--- AUFGABEN ---
1 – Übersetzen Sie den Satz „Eine Rolle könne aber die Zeit spielen.“ aus dem Textauszug zum Recht auf Vergessen ins Englische.
2 – Schreiben Sie die Annotationsdatensätze vollständig und zeichengetreu ab, die Bilder jedoch nicht.

--- ANGEZEIGTER TEXTAUSZUG ---
----------

Der Bundesgerichtshof (BGH) in Karlsruhe muss zwei Klagen zur Löschpflicht von Google und damit zum sogenannten Recht auf Vergessen entscheiden. Im Mittelpunkt stand bei der Verhandlung am Dienstag Artikel 17 der EU-weit geltenden Datenschutz-Grundverordnung: Demnach haben Betroffene grundsätzlich einen Anspruch darauf, dass ihre Daten gelöscht werden – allerdings nicht in jedem Fall.

„Das Recht auf Schutz personenbezogener Daten ist kein uneingeschränktes Recht“, betonte der Vorsitzende Richter Stephan Seiters. Sorgfältig müssten dagegen auch andere, gleichrangige Unionsgrundrechte wie das Recht auf freie Meinungsäußerung oder Informationsfreiheit abgewogen werden.

Die beiden vor dem BGH diskutierten Fälle unterscheiden sich dabei deutlich: In einem will der Ex-Regionalchef eines großen Wohlfahrtsverbandes erreichen, dass bei der Suche nach seinem Namen keine älteren negativen Berichte über ihn mehr verlinkt werden. Die damalige Berichterstattung sei wegen des öffentlichen Interesses berechtigt gewesen, sagte Seiters.

Eine Rolle könne aber die Zeit spielen. Die Vorfälle – die finanzielle Schieflage des Verbandes und die Erkrankung des dort in führender Position arbeitenden – und die Berichterstattung dazu reichen bis ins Jahr 2011 zurück. (Az.: VI ZR 405/18).

In den Vorinstanzen war der Mann gescheitert. Das Oberlandesgericht (OLG) Frankfurt hatte das Recht der Öffentlichkeit auf Information höher bewertet als das Recht des Mannes, über die Verwendung seiner Daten zu bestimmen. Es müsse immer auch den Besonderheiten des Einzelfalles Rechnung getragen werden.

----------

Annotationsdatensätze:
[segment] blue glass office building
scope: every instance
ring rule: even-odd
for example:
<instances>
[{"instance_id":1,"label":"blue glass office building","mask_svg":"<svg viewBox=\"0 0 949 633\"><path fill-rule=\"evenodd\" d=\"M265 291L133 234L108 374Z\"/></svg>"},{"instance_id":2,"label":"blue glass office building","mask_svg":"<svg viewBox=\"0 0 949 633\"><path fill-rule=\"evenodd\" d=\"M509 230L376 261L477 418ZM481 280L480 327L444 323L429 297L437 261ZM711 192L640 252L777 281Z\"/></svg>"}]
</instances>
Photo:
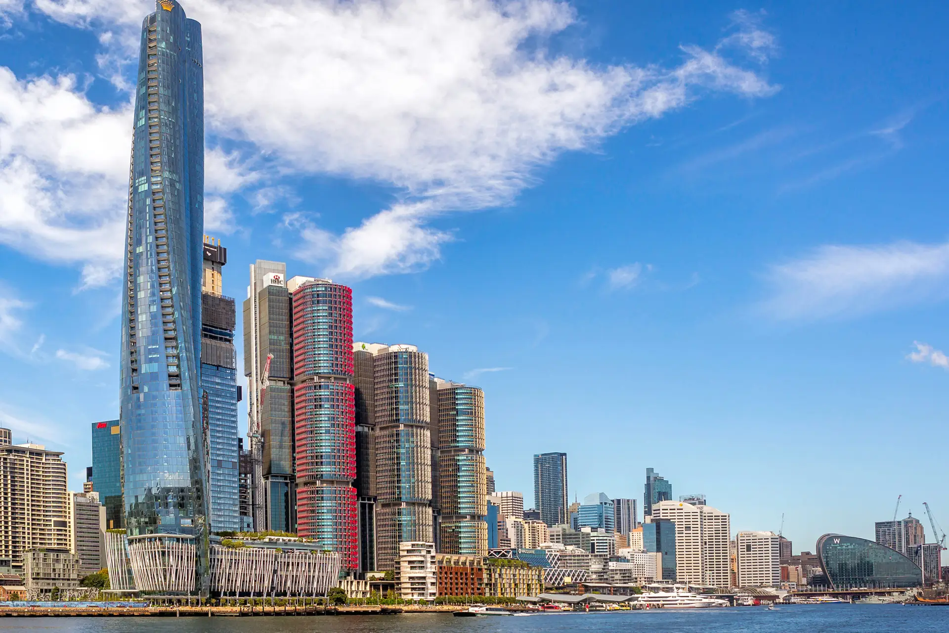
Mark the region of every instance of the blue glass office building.
<instances>
[{"instance_id":1,"label":"blue glass office building","mask_svg":"<svg viewBox=\"0 0 949 633\"><path fill-rule=\"evenodd\" d=\"M121 529L121 427L118 419L92 423L92 490L105 506L105 529Z\"/></svg>"},{"instance_id":2,"label":"blue glass office building","mask_svg":"<svg viewBox=\"0 0 949 633\"><path fill-rule=\"evenodd\" d=\"M676 580L676 524L653 519L642 524L642 549L662 554L662 580Z\"/></svg>"},{"instance_id":3,"label":"blue glass office building","mask_svg":"<svg viewBox=\"0 0 949 633\"><path fill-rule=\"evenodd\" d=\"M125 244L121 367L125 524L130 550L139 547L136 537L149 547L195 548L188 560L195 561L198 586L182 581L163 589L205 591L201 27L174 0L158 0L156 9L141 29ZM175 564L187 564L181 561Z\"/></svg>"}]
</instances>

----------

--- LÖSUNGEN ---
1 – Time could, however, play a role.

2 –
[segment] blue glass office building
scope: every instance
ring rule: even-odd
for example:
<instances>
[{"instance_id":1,"label":"blue glass office building","mask_svg":"<svg viewBox=\"0 0 949 633\"><path fill-rule=\"evenodd\" d=\"M265 291L133 234L108 374Z\"/></svg>"},{"instance_id":2,"label":"blue glass office building","mask_svg":"<svg viewBox=\"0 0 949 633\"><path fill-rule=\"evenodd\" d=\"M509 230L376 261L477 418ZM481 280L480 327L444 323L429 297L437 261ZM711 192L640 252L777 281Z\"/></svg>"}]
</instances>
Photo:
Mark the region of every instance of the blue glass office building.
<instances>
[{"instance_id":1,"label":"blue glass office building","mask_svg":"<svg viewBox=\"0 0 949 633\"><path fill-rule=\"evenodd\" d=\"M121 529L121 427L118 419L92 423L92 490L105 506L105 529Z\"/></svg>"},{"instance_id":2,"label":"blue glass office building","mask_svg":"<svg viewBox=\"0 0 949 633\"><path fill-rule=\"evenodd\" d=\"M676 580L676 524L653 519L642 524L642 549L662 554L662 580Z\"/></svg>"},{"instance_id":3,"label":"blue glass office building","mask_svg":"<svg viewBox=\"0 0 949 633\"><path fill-rule=\"evenodd\" d=\"M125 244L121 367L125 524L130 550L139 547L136 537L149 547L195 548L188 560L195 561L198 586L182 581L163 589L205 591L201 27L174 0L158 0L156 9L141 29ZM175 564L187 564L181 561Z\"/></svg>"}]
</instances>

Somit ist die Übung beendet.